Region outline entries:
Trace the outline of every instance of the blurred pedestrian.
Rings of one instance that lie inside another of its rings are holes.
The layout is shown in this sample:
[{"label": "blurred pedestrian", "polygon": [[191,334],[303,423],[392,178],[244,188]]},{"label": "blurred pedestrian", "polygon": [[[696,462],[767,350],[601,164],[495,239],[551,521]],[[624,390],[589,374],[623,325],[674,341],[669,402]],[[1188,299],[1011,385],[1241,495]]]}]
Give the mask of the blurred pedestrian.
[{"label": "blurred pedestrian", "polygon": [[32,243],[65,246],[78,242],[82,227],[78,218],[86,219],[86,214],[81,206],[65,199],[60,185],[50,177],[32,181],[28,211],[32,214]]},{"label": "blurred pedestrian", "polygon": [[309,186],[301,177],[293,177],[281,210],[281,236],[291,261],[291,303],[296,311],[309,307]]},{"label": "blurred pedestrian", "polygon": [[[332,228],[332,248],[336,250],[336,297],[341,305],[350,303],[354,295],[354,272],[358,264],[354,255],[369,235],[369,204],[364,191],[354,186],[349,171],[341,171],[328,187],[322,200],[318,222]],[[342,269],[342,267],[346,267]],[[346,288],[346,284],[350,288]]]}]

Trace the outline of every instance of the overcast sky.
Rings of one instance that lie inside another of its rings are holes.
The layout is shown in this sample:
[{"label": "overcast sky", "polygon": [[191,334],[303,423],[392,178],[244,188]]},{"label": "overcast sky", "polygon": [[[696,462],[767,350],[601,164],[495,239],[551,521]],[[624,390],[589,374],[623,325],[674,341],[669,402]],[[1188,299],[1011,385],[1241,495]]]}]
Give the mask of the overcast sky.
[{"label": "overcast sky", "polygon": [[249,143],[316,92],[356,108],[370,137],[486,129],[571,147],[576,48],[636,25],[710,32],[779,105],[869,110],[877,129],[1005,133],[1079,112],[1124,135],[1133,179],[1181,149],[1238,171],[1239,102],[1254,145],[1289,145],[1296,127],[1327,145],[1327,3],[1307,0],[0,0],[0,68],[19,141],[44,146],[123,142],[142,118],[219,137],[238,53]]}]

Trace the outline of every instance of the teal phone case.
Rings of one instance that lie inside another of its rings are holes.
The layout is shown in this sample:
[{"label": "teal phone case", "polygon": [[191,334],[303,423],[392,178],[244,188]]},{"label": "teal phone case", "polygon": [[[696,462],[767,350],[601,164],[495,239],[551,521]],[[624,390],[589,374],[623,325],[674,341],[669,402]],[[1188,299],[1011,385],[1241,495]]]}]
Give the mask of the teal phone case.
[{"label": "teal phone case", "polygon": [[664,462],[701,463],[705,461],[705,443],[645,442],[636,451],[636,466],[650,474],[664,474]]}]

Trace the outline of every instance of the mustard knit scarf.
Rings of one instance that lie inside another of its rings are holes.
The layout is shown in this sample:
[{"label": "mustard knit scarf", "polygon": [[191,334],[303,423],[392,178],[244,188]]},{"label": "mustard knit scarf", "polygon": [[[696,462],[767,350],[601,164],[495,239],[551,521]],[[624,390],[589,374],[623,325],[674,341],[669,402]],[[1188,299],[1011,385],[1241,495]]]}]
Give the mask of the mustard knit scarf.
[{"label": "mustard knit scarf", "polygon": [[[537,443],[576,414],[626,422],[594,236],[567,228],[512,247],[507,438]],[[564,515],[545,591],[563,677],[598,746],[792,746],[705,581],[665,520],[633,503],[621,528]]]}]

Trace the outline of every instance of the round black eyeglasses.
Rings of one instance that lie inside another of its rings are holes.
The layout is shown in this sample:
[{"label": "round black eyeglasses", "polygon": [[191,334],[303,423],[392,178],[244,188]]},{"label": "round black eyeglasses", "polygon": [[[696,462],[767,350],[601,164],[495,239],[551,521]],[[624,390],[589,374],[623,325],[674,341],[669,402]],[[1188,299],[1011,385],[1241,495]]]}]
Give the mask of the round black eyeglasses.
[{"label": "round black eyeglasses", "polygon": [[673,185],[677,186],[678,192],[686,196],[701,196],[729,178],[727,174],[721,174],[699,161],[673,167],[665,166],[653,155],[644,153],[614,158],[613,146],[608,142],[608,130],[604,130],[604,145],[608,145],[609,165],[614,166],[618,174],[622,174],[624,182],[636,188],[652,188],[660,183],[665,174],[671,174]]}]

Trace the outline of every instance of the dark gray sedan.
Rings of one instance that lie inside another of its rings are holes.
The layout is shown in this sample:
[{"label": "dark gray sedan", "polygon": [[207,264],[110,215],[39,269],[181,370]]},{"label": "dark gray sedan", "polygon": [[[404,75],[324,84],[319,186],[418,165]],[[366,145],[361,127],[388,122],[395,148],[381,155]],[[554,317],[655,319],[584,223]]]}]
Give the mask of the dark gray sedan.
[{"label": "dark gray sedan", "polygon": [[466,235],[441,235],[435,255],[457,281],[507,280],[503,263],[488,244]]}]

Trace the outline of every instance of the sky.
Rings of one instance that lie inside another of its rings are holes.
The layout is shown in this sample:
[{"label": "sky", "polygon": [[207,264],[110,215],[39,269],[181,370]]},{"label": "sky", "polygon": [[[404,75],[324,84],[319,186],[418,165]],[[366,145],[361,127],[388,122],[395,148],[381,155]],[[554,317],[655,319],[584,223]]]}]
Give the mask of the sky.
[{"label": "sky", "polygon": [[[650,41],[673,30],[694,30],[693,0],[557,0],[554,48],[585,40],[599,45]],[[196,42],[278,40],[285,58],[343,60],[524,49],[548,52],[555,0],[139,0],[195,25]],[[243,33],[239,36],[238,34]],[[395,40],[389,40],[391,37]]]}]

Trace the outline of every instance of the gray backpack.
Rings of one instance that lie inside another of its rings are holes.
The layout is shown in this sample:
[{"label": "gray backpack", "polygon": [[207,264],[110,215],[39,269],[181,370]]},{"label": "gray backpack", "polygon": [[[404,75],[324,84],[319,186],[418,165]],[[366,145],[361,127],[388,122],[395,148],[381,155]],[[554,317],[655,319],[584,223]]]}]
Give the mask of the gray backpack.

▸ Request: Reproduce the material word for word, starting at the line that contains "Trace the outline of every instance of the sky." and stopping after the line that contains "Give the mask of the sky.".

▸ Exercise result:
Trace the outline of every instance of the sky.
Rings of one instance that lie inside another of its rings are holes.
The layout is shown in this sample:
[{"label": "sky", "polygon": [[207,264],[110,215],[39,269],[181,370]]},{"label": "sky", "polygon": [[[404,75],[324,84],[319,186],[418,165]],[[366,145],[361,127],[388,122],[395,148],[381,155]],[[554,317],[655,319],[584,223]]]}]
Give the mask of the sky.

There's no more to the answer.